#### Entries supplied

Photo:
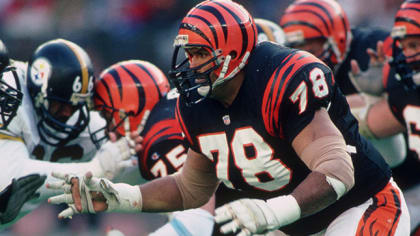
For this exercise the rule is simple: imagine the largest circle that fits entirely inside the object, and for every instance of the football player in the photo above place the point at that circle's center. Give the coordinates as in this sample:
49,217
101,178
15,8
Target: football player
400,112
135,93
322,28
13,196
269,31
51,125
268,121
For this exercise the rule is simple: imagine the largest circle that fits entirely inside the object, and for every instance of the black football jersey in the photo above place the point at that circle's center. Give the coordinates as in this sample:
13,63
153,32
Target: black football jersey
363,38
405,105
164,150
249,143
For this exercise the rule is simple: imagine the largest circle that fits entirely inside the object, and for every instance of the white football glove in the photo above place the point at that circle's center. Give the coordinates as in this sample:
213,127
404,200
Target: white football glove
253,216
118,197
112,158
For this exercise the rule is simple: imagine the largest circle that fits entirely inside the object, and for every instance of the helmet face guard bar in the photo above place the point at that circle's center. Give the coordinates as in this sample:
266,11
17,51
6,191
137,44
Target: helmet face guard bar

########

Stated problem
Starting with the line that contains "of the black" and going on through the last line of the rows above, put each line into a JSON list as one string. Leave out blank lines.

Expected output
[
  "For this exercise the rule is simple: imagine the largest circle that fits entirely inside the object, and for every instance of the black football jersey in the photo above place the point at that circle's center. Give the coordinates as in this sample:",
  "13,63",
  "153,32",
  "Target: black football jersey",
  "363,38",
  "405,105",
  "164,150",
  "249,143",
  "For this exercise the rule is simple: imagine the largest circle that fits entirely inside the object, and for every instance of the white football glove in the photo above place the point at that circle's center. Give the coordinates as in this sample:",
  "213,127",
  "404,200",
  "Target: white football glove",
  "253,216",
  "118,197",
  "112,158",
  "For this exercise the rule is simple: imagine the largest circle that fits entirely inside the object, and for every instance of the helmet face guard bar in the photo above place the point at that circle's center. Give the coordinates as in this sample:",
  "266,11",
  "17,51",
  "6,191",
  "137,44",
  "Target: helmet face guard bar"
]